▶ STATED EXERCISE: Find every line in the material below that contains the word "protective", and copy each of those lines in full.

── EXCERPTED DATA

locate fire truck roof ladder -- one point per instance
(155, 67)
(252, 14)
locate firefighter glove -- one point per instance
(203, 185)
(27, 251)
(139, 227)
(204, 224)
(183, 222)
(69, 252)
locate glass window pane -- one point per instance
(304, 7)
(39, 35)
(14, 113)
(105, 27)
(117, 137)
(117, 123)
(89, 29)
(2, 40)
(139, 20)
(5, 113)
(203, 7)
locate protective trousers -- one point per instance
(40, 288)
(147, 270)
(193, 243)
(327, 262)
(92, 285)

────
── EXCERPTED DATA

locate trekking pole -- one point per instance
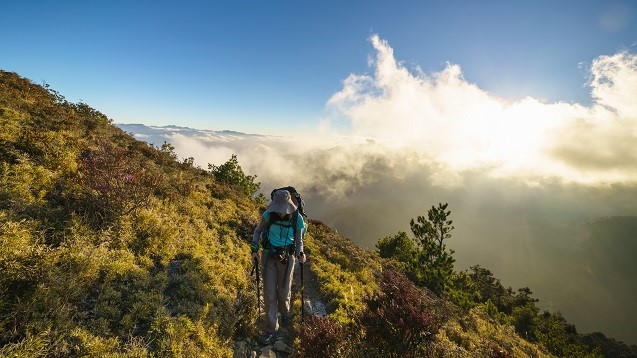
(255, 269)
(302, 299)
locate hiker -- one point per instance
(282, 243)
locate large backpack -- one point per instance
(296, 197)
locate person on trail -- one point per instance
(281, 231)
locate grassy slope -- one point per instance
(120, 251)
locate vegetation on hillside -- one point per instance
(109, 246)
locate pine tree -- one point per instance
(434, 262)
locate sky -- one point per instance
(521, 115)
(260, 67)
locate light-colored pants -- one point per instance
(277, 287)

────

▶ FULL ANSWER:
locate protective trousers -- one point per instance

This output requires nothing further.